Written request:
Count how many lines in the data below contain the string "photo", treating case as significant. Give only the number.

═════ Data provided

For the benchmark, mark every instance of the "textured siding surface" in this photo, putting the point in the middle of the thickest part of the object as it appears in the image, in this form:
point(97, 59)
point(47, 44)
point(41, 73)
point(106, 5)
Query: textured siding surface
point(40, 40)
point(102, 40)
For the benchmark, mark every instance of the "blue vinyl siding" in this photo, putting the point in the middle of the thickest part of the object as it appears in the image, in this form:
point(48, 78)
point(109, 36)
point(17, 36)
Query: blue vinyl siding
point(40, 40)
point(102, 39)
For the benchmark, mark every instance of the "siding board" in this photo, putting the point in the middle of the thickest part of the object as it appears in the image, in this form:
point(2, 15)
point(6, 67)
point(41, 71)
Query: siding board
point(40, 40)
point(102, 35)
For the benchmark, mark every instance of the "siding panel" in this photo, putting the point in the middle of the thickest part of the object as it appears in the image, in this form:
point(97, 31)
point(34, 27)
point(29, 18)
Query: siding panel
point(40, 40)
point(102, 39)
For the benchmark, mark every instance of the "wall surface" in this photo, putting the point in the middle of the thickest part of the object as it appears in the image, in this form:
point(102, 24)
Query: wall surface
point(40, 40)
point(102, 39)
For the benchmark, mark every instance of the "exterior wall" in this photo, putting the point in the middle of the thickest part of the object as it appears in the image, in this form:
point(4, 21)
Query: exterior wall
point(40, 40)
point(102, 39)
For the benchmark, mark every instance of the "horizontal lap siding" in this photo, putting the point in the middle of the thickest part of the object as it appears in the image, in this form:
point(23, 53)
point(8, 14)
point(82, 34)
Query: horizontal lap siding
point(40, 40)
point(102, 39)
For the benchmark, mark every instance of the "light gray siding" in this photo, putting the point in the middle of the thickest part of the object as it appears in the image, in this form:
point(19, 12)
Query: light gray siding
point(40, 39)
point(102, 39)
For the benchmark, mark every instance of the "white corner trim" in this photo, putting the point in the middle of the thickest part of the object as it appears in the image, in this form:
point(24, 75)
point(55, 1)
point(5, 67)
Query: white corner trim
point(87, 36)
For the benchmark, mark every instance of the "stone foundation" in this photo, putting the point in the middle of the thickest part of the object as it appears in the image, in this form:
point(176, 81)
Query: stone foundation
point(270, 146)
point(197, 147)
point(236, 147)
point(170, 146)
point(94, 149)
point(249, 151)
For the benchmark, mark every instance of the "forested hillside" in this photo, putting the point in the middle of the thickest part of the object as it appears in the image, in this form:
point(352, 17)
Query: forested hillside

══════════

Right answer:
11